━━━ Selected passage

Showing posts with label V. Show all posts
Showing posts with label V. Show all posts

Friday, 25 April 2014

V – Video Game Player

Long-time readers may have realised that I am quite an avid gamer.  I try not to talk about it too much on Muppets For Justice since this isn’t a gaming blog, so it is a side of my personality that I don’t show too often.

However, I have long sought to become a professional video game player. Pro e-sports athletes (the only sport other than sumo wrestling that you can be both obese and “athletic”) get paid ridiculous sums of money for sitting around and bashing buttons on a controller.  I can remember someone winning a Quake 3 tournament and receiving £100,000 in prize money.  That kind of cash could buy loads more games!  But is a particular game that I excel at?

Luckily enough, I am rather good at Tekken.  I was local youth club champion for two years running, and I still have the medal that I made for myself.  It was time to hone my skills and step up to the big leagues.
In a similar fashion to a martial arts student taking a grand pilgrimage to train with a wise old master, I booked a plane ticket to the land of e-sports and high broadband speeds, South Korea.  Over there, Starcraft players are revered as Gods, with legions of screaming fans at their beck and call.  I figured that if I did enough training montages, I too could become the object of affection for one million young Asian girls. Although my weak, Western technique wouldn’t stand a chance against the major Korean players, so I would have to begin my training as a complete novice.

━━━━━━
━━━ Extracted data

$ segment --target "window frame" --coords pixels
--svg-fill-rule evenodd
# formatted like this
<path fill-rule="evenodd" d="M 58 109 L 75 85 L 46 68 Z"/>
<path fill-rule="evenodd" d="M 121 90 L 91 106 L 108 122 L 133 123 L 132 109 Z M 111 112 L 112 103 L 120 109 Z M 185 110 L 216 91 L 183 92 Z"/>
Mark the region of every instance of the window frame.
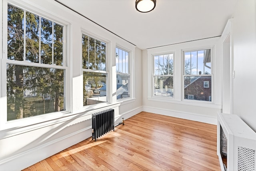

━━━━━━

§ Using the information:
**a.** According to the blog post, for how many years running was the writer local youth club champion at Tekken?
**b.** Duplicate the blog post between "In a similar" and "a complete novice.", inclusive.
This material comes from a separate source.

§ Results of the exercise:
**a.** Two years running.

**b.**
In a similar fashion to a martial arts student taking a grand pilgrimage to train with a wise old master, I booked a plane ticket to the land of e-sports and high broadband speeds, South Korea.  Over there, Starcraft players are revered as Gods, with legions of screaming fans at their beck and call.  I figured that if I did enough training montages, I too could become the object of affection for one million young Asian girls. Although my weak, Western technique wouldn’t stand a chance against the major Korean players, so I would have to begin my training as a complete novice.